▶ Problem to work on: Copy the records from their start through the line holding "x=44, y=123", both ends included, and nothing past that line. Keep every line, requests and sample coordinates as they are, but multiply each answer coordinate by 0.55 and round it to a whole number, halves up, and leave the pictures out.
--------------------------------------------------
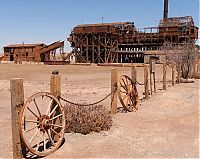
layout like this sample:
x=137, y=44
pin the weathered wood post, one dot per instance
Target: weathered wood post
x=179, y=72
x=134, y=74
x=146, y=82
x=164, y=76
x=114, y=81
x=17, y=102
x=55, y=89
x=173, y=74
x=55, y=85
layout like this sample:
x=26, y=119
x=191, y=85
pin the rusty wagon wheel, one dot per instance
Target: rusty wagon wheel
x=42, y=124
x=127, y=93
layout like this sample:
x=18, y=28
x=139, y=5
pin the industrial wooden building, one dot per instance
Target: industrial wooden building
x=122, y=42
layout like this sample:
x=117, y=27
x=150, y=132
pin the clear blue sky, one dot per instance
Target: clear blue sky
x=45, y=21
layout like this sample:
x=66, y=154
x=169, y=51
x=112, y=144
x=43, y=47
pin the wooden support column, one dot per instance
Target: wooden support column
x=154, y=81
x=151, y=83
x=164, y=77
x=92, y=49
x=81, y=50
x=55, y=85
x=134, y=74
x=87, y=49
x=146, y=82
x=111, y=53
x=179, y=72
x=106, y=49
x=117, y=54
x=99, y=53
x=17, y=102
x=114, y=81
x=173, y=74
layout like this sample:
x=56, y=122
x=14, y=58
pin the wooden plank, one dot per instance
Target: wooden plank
x=55, y=85
x=173, y=74
x=164, y=77
x=146, y=82
x=114, y=81
x=17, y=102
x=179, y=72
x=134, y=74
x=154, y=81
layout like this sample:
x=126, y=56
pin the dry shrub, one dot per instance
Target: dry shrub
x=86, y=119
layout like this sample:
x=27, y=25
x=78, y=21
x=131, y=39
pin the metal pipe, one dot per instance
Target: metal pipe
x=166, y=5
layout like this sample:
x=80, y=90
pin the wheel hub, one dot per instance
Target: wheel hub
x=44, y=123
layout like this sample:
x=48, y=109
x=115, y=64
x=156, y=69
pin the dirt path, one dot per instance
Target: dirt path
x=167, y=125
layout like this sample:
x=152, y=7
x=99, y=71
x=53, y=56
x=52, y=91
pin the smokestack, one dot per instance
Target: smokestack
x=165, y=16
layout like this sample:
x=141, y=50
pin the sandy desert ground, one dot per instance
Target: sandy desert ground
x=165, y=126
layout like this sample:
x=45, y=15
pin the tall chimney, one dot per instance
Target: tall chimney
x=165, y=16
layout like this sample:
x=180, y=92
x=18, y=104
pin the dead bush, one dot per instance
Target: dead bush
x=86, y=119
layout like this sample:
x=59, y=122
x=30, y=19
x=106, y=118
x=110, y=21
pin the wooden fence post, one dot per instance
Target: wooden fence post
x=173, y=74
x=55, y=85
x=55, y=89
x=114, y=81
x=134, y=74
x=146, y=82
x=17, y=102
x=179, y=72
x=164, y=76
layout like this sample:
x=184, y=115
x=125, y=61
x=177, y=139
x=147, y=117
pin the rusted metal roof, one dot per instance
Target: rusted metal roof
x=22, y=45
x=107, y=24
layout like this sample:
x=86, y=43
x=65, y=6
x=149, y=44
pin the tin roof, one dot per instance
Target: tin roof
x=22, y=45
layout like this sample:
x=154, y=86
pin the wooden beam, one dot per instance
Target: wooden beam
x=17, y=102
x=114, y=81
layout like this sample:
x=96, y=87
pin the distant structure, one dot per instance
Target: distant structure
x=31, y=52
x=122, y=42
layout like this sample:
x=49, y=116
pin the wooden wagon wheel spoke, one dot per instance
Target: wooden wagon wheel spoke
x=44, y=132
x=49, y=107
x=34, y=136
x=127, y=93
x=32, y=112
x=37, y=107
--------------------------------------------------
▶ Problem solution:
layout like this sample:
x=137, y=44
pin the weathered wood post, one dot per instance
Target: weathered wood post
x=98, y=40
x=74, y=41
x=80, y=45
x=90, y=42
x=63, y=45
x=9, y=56
x=30, y=49
x=95, y=41
x=30, y=47
layout like this sample:
x=26, y=119
x=191, y=85
pin the rusty wagon wheel, one dot per instance
Target: rusty wagon wheel
x=23, y=68
x=70, y=51
layout like this sample:
x=18, y=28
x=139, y=5
pin the industrial wooden building, one dot per instance
Target: industrial wooden building
x=67, y=23
layout like this sample:
x=117, y=27
x=150, y=132
pin the clear blue sky, one dot per instance
Target: clear blue sky
x=25, y=12
layout like this sample:
x=66, y=154
x=169, y=51
x=112, y=144
x=43, y=47
pin the wooden support column, one dot per instance
Target: wooden support column
x=85, y=45
x=83, y=46
x=90, y=42
x=51, y=27
x=45, y=28
x=30, y=47
x=74, y=41
x=48, y=27
x=80, y=45
x=61, y=29
x=98, y=40
x=58, y=27
x=64, y=30
x=54, y=29
x=9, y=56
x=63, y=45
x=95, y=41
layout like this sample:
x=56, y=122
x=14, y=58
pin the wooden plank, one dot per instance
Target: wooden plank
x=30, y=47
x=95, y=41
x=90, y=42
x=80, y=45
x=63, y=45
x=9, y=56
x=98, y=40
x=74, y=41
x=85, y=45
layout like this sample:
x=126, y=56
pin the dry shrub, one dot per instance
Target: dry shrub
x=47, y=65
layout like this sample:
x=27, y=25
x=78, y=21
x=131, y=39
pin the metal pipe, one dot per instance
Target: metal pipe
x=91, y=3
layout like this sample:
x=80, y=90
pin the wheel hub, one dot per instance
Target: wheel hub
x=24, y=68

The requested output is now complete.